> **STATED EXERCISE 1**:
Reproduce verbatim the rows running from the line containing "green tree, each" through the end of the rows, both ends included, and omit the pictures.

By RFA Burmese
Ethnic minority insurgents battling Myanmar’s junta in Chin state have captured four camps from the military, killing 15 soldiers, said a spokesman for a rebel force in the northwestern state on the border with India.
Conflict has consumed much of the remote Chin hills since the military overthrew an elected government in early 2021, forcing many thousands of villagers over the border into the neighboring Indian state of Mizoram, complicating a tense communal situation there.
Fighters from two ethnic Chin insurgent forces, the Chin National Army, or CNA, and the Chinland Defense Force, captured four military camps between the towns of Hakha and Thantlang on Saturday after 10 days of fighting, said Salai Htet Ni, a spokesman for the CNA told Radio Free Asia.
“We were able to capture the military council camps above Hakha town, between Hakha and Thantlang towns. Two junta’s captains, including a battalion commander and a police major, were killed in the battle. In addition to that, 11 bodies of soldiers were found and 31 were arrested by our forces,” he said.

> **PROVIDED MATERIAL**:
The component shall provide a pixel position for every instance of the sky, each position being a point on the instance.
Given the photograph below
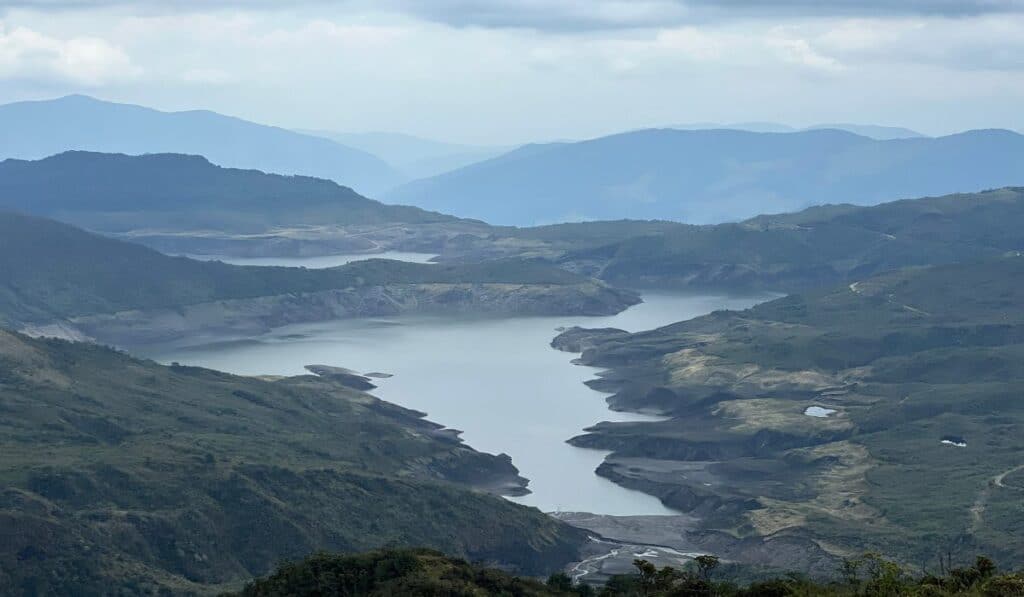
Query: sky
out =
(501, 72)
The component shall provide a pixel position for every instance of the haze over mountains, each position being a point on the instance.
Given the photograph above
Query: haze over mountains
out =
(866, 130)
(37, 129)
(114, 192)
(701, 174)
(706, 176)
(415, 157)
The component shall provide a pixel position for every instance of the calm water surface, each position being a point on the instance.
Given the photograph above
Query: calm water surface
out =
(497, 380)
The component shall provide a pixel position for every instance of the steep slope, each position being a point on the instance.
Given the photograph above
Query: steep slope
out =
(114, 192)
(120, 292)
(124, 476)
(883, 414)
(36, 129)
(708, 176)
(813, 248)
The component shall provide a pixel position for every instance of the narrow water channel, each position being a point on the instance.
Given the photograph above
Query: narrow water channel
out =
(497, 380)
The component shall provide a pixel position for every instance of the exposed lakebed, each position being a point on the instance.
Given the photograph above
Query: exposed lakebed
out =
(496, 379)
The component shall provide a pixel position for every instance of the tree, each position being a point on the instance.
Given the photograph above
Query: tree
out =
(706, 565)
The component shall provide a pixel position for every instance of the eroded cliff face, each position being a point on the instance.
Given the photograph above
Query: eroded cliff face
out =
(256, 315)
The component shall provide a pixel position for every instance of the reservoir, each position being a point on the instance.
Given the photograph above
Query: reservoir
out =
(496, 379)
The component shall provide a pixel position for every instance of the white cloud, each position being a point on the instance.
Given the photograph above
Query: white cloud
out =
(26, 53)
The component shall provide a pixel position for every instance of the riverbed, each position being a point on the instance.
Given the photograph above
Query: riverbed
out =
(497, 380)
(318, 262)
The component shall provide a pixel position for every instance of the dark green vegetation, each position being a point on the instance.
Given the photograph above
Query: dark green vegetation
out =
(921, 455)
(117, 193)
(49, 270)
(810, 249)
(707, 176)
(120, 476)
(424, 572)
(37, 129)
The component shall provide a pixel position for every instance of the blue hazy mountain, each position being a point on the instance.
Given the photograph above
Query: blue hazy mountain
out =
(36, 129)
(117, 193)
(866, 130)
(415, 157)
(706, 176)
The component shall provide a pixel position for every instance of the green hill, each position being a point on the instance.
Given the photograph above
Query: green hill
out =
(387, 572)
(814, 248)
(911, 444)
(124, 476)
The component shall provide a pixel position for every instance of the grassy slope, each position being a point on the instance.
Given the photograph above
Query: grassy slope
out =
(48, 269)
(905, 358)
(117, 470)
(813, 248)
(387, 572)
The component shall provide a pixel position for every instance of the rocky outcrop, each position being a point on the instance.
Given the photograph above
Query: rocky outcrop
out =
(578, 339)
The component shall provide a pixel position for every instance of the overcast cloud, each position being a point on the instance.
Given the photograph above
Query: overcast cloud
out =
(510, 71)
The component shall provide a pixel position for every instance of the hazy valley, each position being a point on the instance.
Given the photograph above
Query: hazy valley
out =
(327, 358)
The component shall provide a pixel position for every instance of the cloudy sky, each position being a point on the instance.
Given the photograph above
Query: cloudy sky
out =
(511, 71)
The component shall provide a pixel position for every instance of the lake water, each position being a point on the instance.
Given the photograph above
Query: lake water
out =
(318, 262)
(497, 380)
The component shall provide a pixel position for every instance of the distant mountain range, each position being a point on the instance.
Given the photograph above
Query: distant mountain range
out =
(415, 157)
(117, 193)
(707, 176)
(36, 129)
(866, 130)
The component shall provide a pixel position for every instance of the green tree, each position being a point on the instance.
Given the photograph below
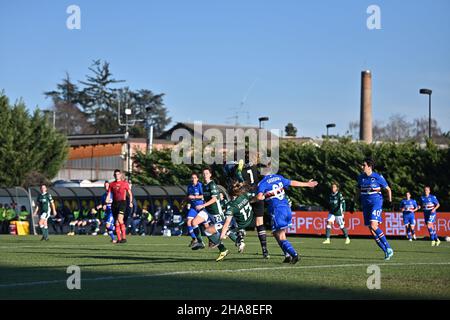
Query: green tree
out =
(29, 147)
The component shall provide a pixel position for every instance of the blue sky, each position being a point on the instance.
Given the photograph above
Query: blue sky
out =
(303, 57)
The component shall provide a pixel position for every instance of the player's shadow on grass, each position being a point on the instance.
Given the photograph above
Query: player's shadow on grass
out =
(223, 286)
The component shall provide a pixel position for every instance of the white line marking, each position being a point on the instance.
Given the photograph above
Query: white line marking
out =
(176, 273)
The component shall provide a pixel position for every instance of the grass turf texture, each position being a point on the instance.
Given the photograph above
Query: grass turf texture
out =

> **STATED EXERCISE 2**:
According to the news report on the fighting in Chin state, between which two towns were the four military camps captured?

> **CORRECT RESPONSE 1**:
The component shall provide a pixel position for every instance of the green tree, each position being a point on the instance.
Given the photograph below
Query: green tree
out =
(29, 147)
The component shall provide a pixel position for every instance of the blue sky, each position being a point on the instance.
Given the photograph above
Query: blue sky
out =
(303, 57)
The component shall provide a pixel position for every instance of the player's shadow on grass, each position being a point on the instance.
Given the photograph above
Query: player's shadow on grass
out =
(223, 286)
The component shall provide a pixel position for every instance of the white line marking, each position being a point on the instance.
Given the photograph above
Query: white line marking
out =
(176, 273)
The component shall provide a pixel position for every instance of the grass turf texture, each position being a point on the instance.
Given the photograph above
Query: grass turf texture
out =

> **CORRECT RESPONSE 2**:
Hakha and Thantlang.